→ TASK OBJECTIVE:
Convert every line of the data below into a JSON list of strings, one string per line, with blank lines and the picture left out.

◆ ◆ ◆ ◆ ◆ ◆ ◆

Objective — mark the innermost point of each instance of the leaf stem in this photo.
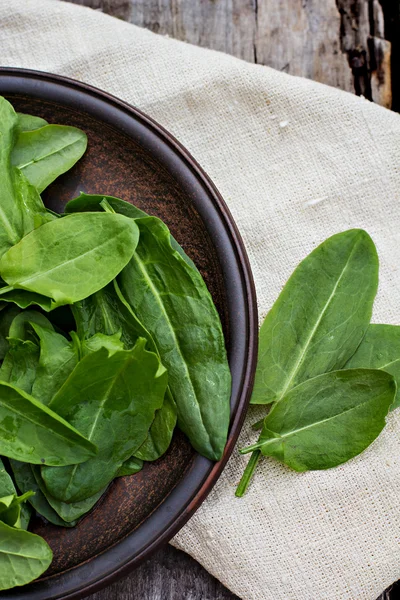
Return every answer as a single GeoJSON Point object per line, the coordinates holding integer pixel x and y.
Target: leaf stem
{"type": "Point", "coordinates": [248, 473]}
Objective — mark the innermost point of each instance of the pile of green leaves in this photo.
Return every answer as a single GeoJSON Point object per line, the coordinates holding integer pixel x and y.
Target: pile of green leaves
{"type": "Point", "coordinates": [330, 376]}
{"type": "Point", "coordinates": [109, 339]}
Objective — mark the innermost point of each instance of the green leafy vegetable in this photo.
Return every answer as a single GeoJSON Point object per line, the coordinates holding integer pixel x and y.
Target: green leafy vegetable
{"type": "Point", "coordinates": [109, 312]}
{"type": "Point", "coordinates": [7, 316]}
{"type": "Point", "coordinates": [21, 209]}
{"type": "Point", "coordinates": [318, 320]}
{"type": "Point", "coordinates": [327, 420]}
{"type": "Point", "coordinates": [25, 481]}
{"type": "Point", "coordinates": [112, 399]}
{"type": "Point", "coordinates": [20, 365]}
{"type": "Point", "coordinates": [29, 122]}
{"type": "Point", "coordinates": [96, 202]}
{"type": "Point", "coordinates": [113, 343]}
{"type": "Point", "coordinates": [320, 316]}
{"type": "Point", "coordinates": [44, 154]}
{"type": "Point", "coordinates": [58, 358]}
{"type": "Point", "coordinates": [380, 349]}
{"type": "Point", "coordinates": [61, 259]}
{"type": "Point", "coordinates": [173, 303]}
{"type": "Point", "coordinates": [31, 432]}
{"type": "Point", "coordinates": [69, 513]}
{"type": "Point", "coordinates": [11, 508]}
{"type": "Point", "coordinates": [23, 556]}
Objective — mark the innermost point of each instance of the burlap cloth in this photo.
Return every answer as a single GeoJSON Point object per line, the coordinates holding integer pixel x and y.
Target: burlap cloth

◆ ◆ ◆ ◆ ◆ ◆ ◆

→ FINISHED TASK:
[
  "Objective — mark the innermost point of each instance of the leaf stem in this photo.",
  "Return every answer as a single GeoJSON Point object per line, the coordinates holding integer pixel x and y.",
  "Target: leaf stem",
  "{\"type\": \"Point\", \"coordinates\": [248, 473]}",
  "Objective — mark the innermost point of each instance of the pile of green leaves in this photo.",
  "Return every answer as a single GeoJSON Point object per line, the coordinates holding integer pixel x and y.",
  "Target: pile of green leaves",
  "{\"type\": \"Point\", \"coordinates\": [330, 376]}",
  "{\"type\": \"Point\", \"coordinates\": [109, 339]}",
  "Objective — mark the innermost point of each instance of the green leafy vegetable in this photo.",
  "Return every answer as a single GeoJSON Point object per line, the coordinates holding integer pixel x and y.",
  "Target: green leafy vegetable",
  "{\"type\": \"Point\", \"coordinates\": [109, 312]}",
  "{\"type\": \"Point\", \"coordinates\": [7, 316]}",
  "{\"type\": \"Point\", \"coordinates\": [21, 209]}",
  "{\"type\": \"Point\", \"coordinates\": [318, 320]}",
  "{\"type\": \"Point\", \"coordinates\": [327, 420]}",
  "{\"type\": \"Point\", \"coordinates\": [25, 481]}",
  "{\"type\": \"Point\", \"coordinates\": [112, 399]}",
  "{\"type\": \"Point\", \"coordinates\": [20, 365]}",
  "{\"type\": \"Point\", \"coordinates\": [29, 122]}",
  "{\"type\": \"Point\", \"coordinates\": [96, 202]}",
  "{\"type\": \"Point\", \"coordinates\": [113, 343]}",
  "{\"type\": \"Point\", \"coordinates\": [320, 316]}",
  "{\"type\": \"Point\", \"coordinates\": [44, 154]}",
  "{\"type\": \"Point\", \"coordinates\": [58, 358]}",
  "{\"type\": \"Point\", \"coordinates\": [380, 349]}",
  "{\"type\": \"Point\", \"coordinates\": [61, 259]}",
  "{\"type\": \"Point\", \"coordinates\": [173, 303]}",
  "{\"type\": \"Point\", \"coordinates\": [31, 432]}",
  "{\"type\": \"Point\", \"coordinates\": [69, 513]}",
  "{\"type\": \"Point\", \"coordinates\": [11, 508]}",
  "{\"type\": \"Point\", \"coordinates\": [23, 556]}",
  "Objective — mark the innermost point of each instance of the burlap cloth in this photo.",
  "Return every answer as a single GeoJSON Point object per line, the coordinates holding integer pixel x and y.",
  "Target: burlap cloth"
]